Exercise brief → Rename "Tag" to "Mark" in the data from the line with "Target: mountain range" up to and including the line with "(1144, 180)". Return only those lines, with nothing else altered.

Provided information →
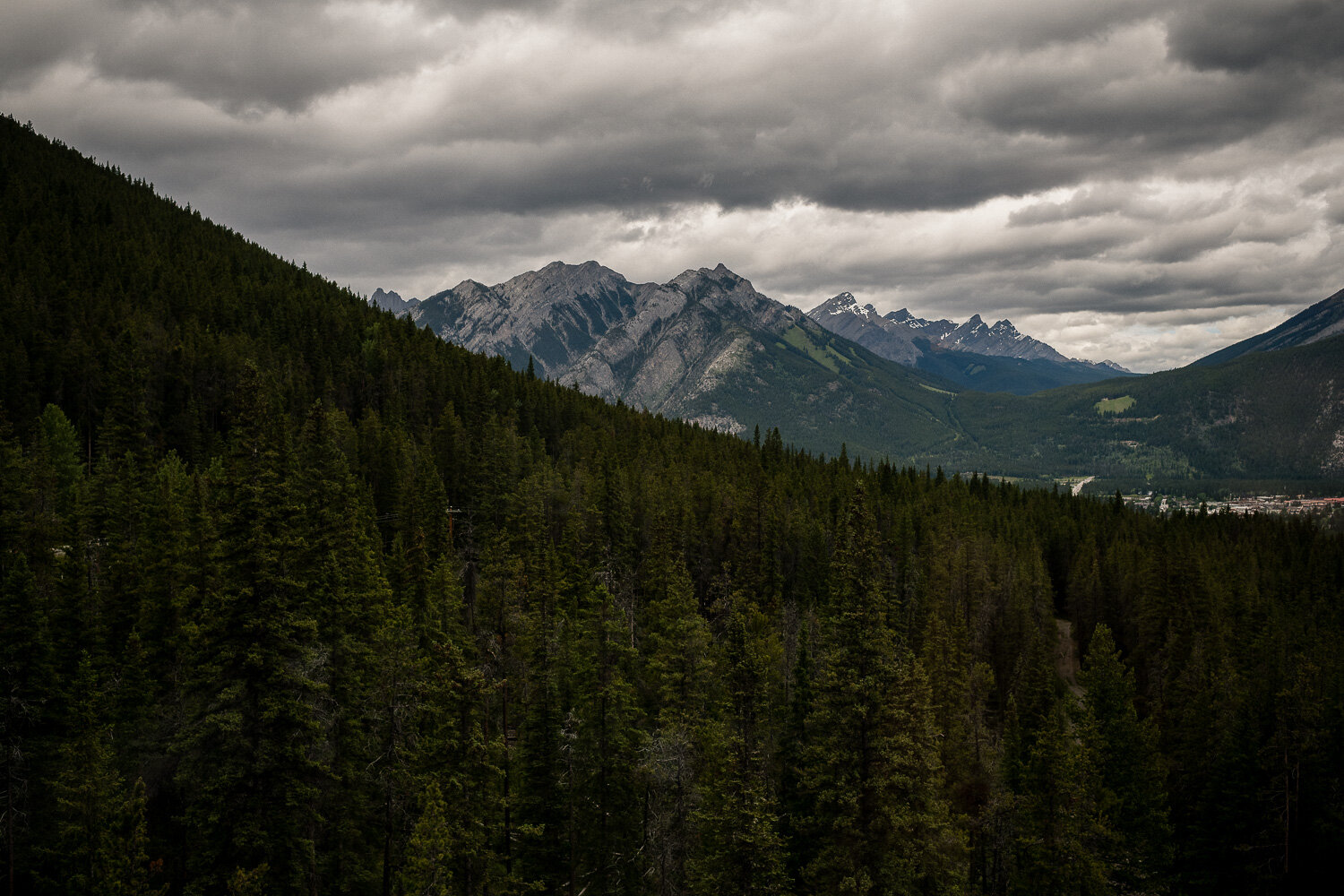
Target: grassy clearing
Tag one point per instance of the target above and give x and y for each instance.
(1115, 405)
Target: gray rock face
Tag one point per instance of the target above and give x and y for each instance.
(392, 303)
(897, 336)
(892, 335)
(648, 344)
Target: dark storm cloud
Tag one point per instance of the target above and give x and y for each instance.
(1245, 35)
(1131, 156)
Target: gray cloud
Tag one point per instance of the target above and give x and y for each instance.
(1107, 158)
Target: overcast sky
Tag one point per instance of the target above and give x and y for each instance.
(1142, 180)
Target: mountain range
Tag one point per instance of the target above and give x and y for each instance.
(973, 355)
(1320, 322)
(707, 347)
(704, 347)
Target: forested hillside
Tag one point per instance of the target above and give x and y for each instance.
(300, 599)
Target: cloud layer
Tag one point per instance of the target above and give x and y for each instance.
(1144, 180)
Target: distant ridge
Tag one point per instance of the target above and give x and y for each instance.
(988, 358)
(1320, 322)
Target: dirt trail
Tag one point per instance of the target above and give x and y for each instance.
(1066, 657)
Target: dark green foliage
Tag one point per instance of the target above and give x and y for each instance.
(297, 598)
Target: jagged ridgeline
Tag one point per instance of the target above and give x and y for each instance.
(297, 598)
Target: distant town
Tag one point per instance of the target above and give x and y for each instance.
(1249, 504)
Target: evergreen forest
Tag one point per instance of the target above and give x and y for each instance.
(296, 598)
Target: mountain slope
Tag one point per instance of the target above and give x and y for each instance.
(1322, 320)
(973, 355)
(296, 598)
(704, 347)
(1263, 416)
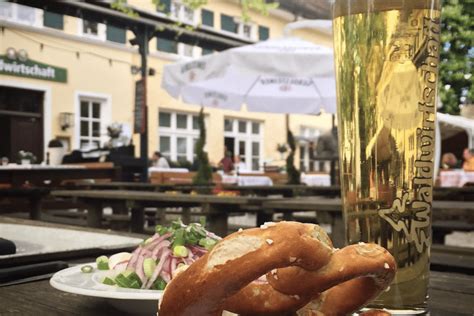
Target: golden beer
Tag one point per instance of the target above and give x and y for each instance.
(387, 55)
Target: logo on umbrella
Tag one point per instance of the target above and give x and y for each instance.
(285, 87)
(192, 76)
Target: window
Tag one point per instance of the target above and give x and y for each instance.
(246, 30)
(166, 45)
(188, 50)
(304, 162)
(228, 24)
(207, 51)
(247, 141)
(92, 29)
(90, 124)
(178, 135)
(233, 25)
(53, 20)
(309, 137)
(164, 6)
(207, 17)
(20, 14)
(165, 146)
(182, 13)
(263, 33)
(116, 34)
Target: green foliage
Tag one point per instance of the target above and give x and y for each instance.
(457, 54)
(293, 173)
(204, 173)
(121, 5)
(261, 6)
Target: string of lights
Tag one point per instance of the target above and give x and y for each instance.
(77, 52)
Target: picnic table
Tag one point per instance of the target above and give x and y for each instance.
(53, 176)
(329, 211)
(455, 177)
(11, 197)
(450, 293)
(215, 208)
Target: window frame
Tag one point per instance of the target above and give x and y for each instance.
(181, 14)
(90, 138)
(174, 133)
(248, 138)
(61, 28)
(14, 16)
(101, 31)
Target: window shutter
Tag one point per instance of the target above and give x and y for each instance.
(116, 34)
(165, 6)
(207, 17)
(263, 33)
(228, 24)
(53, 20)
(166, 45)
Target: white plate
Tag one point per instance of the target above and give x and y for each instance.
(134, 301)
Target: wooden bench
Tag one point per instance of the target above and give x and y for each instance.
(216, 208)
(178, 177)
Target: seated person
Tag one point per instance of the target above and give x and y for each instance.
(226, 163)
(449, 161)
(240, 165)
(468, 156)
(159, 161)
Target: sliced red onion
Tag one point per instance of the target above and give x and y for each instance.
(173, 264)
(166, 277)
(158, 268)
(139, 269)
(134, 258)
(120, 267)
(213, 236)
(159, 248)
(156, 241)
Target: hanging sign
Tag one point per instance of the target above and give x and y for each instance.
(32, 69)
(140, 107)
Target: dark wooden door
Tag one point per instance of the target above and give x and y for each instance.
(26, 134)
(21, 122)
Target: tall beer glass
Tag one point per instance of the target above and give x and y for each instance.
(387, 54)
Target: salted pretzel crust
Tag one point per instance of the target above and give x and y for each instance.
(304, 273)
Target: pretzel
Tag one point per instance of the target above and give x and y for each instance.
(303, 273)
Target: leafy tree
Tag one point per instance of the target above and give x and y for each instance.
(204, 172)
(293, 173)
(457, 54)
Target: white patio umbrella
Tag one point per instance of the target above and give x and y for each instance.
(286, 75)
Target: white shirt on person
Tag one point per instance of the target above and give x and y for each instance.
(162, 163)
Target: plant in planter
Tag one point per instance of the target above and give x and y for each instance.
(204, 171)
(26, 157)
(293, 173)
(282, 149)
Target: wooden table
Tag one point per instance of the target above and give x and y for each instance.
(138, 186)
(216, 208)
(450, 294)
(329, 211)
(33, 196)
(53, 176)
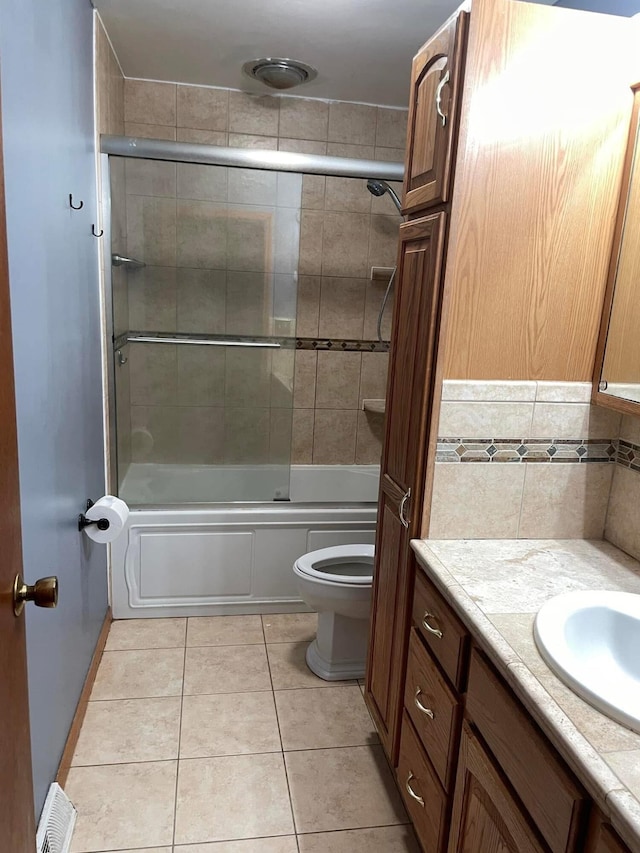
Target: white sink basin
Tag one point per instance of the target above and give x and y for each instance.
(591, 640)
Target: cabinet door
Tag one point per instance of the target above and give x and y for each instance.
(399, 512)
(415, 323)
(435, 80)
(486, 818)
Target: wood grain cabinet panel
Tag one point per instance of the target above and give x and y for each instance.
(486, 816)
(435, 82)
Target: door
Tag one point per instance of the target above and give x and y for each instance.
(486, 817)
(17, 822)
(415, 325)
(436, 78)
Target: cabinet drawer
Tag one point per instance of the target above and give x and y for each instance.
(434, 710)
(423, 796)
(545, 786)
(441, 630)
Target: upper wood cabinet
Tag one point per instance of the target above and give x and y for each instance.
(435, 82)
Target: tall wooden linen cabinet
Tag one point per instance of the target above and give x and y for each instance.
(513, 168)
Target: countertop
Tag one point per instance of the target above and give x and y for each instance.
(497, 586)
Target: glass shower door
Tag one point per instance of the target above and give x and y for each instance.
(204, 331)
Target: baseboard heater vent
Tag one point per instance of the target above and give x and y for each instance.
(57, 821)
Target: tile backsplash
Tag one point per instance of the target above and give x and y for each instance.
(522, 460)
(344, 231)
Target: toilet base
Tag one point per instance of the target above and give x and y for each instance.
(339, 652)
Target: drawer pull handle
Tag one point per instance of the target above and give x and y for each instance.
(420, 706)
(410, 790)
(435, 631)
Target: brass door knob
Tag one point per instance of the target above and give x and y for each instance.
(44, 593)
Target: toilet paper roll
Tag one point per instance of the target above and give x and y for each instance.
(115, 511)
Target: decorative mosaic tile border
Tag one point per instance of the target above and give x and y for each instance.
(563, 450)
(628, 455)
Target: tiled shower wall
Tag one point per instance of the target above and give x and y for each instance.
(344, 232)
(529, 460)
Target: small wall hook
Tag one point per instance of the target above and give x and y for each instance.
(83, 521)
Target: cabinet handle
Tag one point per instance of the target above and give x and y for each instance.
(403, 503)
(410, 790)
(435, 631)
(441, 86)
(420, 706)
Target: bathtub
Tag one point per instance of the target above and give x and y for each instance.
(206, 559)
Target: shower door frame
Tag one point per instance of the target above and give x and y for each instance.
(188, 152)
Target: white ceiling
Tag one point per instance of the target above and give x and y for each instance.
(361, 48)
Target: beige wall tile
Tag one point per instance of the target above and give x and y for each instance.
(205, 137)
(303, 118)
(621, 526)
(202, 182)
(153, 370)
(311, 230)
(302, 146)
(201, 436)
(485, 420)
(346, 149)
(342, 308)
(304, 386)
(308, 306)
(249, 296)
(630, 429)
(348, 194)
(246, 435)
(476, 501)
(338, 380)
(201, 301)
(151, 230)
(334, 437)
(255, 114)
(574, 420)
(373, 378)
(150, 131)
(150, 177)
(154, 433)
(148, 102)
(201, 234)
(391, 128)
(302, 436)
(280, 435)
(565, 501)
(352, 123)
(369, 438)
(383, 240)
(248, 140)
(345, 244)
(201, 108)
(153, 299)
(201, 376)
(248, 378)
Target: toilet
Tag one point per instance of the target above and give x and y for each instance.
(337, 583)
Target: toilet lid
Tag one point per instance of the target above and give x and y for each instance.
(348, 564)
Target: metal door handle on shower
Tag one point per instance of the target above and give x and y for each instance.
(403, 503)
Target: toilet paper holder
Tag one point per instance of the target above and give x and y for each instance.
(83, 521)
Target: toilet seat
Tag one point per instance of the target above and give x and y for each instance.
(343, 564)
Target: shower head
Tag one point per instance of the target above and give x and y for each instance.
(379, 188)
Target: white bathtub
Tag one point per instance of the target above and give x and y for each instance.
(213, 559)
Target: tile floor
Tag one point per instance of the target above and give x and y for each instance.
(210, 735)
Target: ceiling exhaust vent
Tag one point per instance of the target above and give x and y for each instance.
(279, 73)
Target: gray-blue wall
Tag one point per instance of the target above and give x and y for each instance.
(47, 116)
(612, 7)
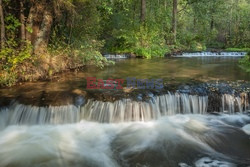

Answer for this exercise →
Target: mountain range
Mark one point per instance of the target above and give x and y for each instance.
(973, 355)
(1320, 322)
(707, 347)
(704, 347)
Target: forested hillside
Mark one point per instance of the target above and give x and y for each instance.
(300, 599)
Target: cloud layer
Mark one point per instance of the target above and give x and y for each instance.
(1144, 180)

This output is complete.